# TASKS TO COMPLETE:
**a.** From the Wyoming Highway 170 article, quote the passage that begins at the words "Wyoming Highway 170 (WYO" and stops after "last 5 miles.".
**b.** Extend the Wyoming Highway 170 article, continuing on from its last sentence.

+++ READING PASSAGE +++

- WYO 170 highlighted in red

Route information
- Maintained by WYDOT
- Length: 15.41 mi (24.80 km)

Major junctions
- West end: CR 15 in Owl Creek
- East end: WYO 120

Location
- Country: United States
- State: Wyoming
- Counties: Hot Springs

Highway system
- Wyoming State Highway System; Interstate; US; State;
| ← WYO 161 |  | → WYO 171 |

= Wyoming Highway 170 =

State highway in Wyoming, United States

Wyoming Highway 170 (WYO 170) is a 15.41 mi Wyoming state road located in central Hot Springs County. WYO 170 is predominantly an east–west highway, although it travels southeast to northwest for its last 5 miles.

==Route description==
Wyoming Highway 170 begins its northwestern end in an area called Hamilton Dome within the census-designated place of Owl Creek at Hot Springs CR 15. Via CR 15 (Hamilton Dome Road) and CR 10 (Cottonwood Creek Road) one can return to Wyoming Highway 120.

+++ RECORDS SUPPLIED +++

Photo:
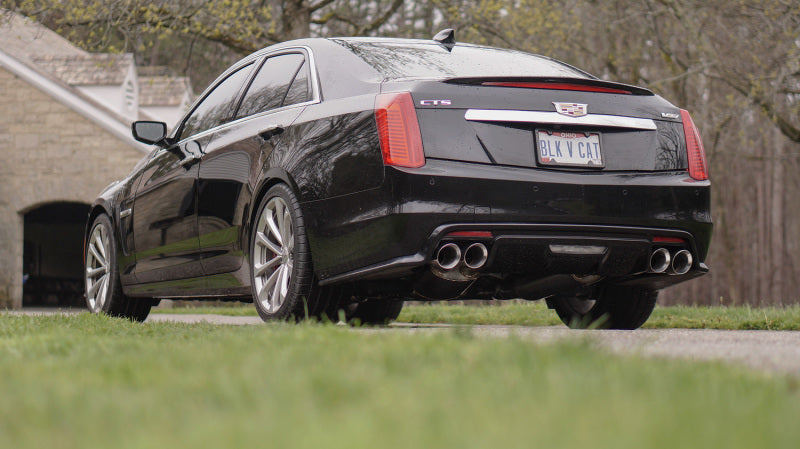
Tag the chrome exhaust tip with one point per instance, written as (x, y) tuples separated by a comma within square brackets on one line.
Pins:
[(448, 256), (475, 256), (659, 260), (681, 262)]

+++
+++ RECORDS SUPPLIED +++

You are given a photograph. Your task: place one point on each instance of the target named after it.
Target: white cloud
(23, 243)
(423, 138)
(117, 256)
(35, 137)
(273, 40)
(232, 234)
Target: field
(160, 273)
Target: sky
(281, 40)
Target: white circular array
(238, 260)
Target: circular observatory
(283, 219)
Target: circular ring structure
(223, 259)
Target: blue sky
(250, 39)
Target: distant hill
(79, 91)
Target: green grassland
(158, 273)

+++
+++ RECORDS SUPPLIED +++

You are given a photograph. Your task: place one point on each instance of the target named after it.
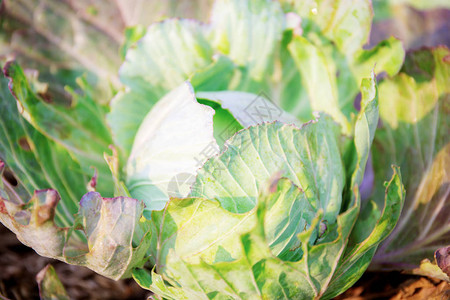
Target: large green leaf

+++

# RESULTS IN ORDER:
**a.**
Wyoming Highway 170 (WYO 170) is a 15.41 mi Wyoming state road located in central Hot Springs County. WYO 170 is predominantly an east–west highway, although it travels southeast to northwest for its last 5 miles.

**b.**
Highway 170 travels southeasterly from Hamilton Dome, locally named Hamilton Dome Road, and meets the eastern terminus of Wyoming Highway 174 approximately 5.5 miles south of Hamilton Dome. Here WYO 170 turns east and is named Owl Creek Road. WYO 170 will continue east for the remainder of its routing as it parallels Owl Creek along north edge of Wind River Indian Reservation. Highway 170 reaches Wyoming Highway 120 at 15.41 miles and ends, eight miles northwest of Thermopolis.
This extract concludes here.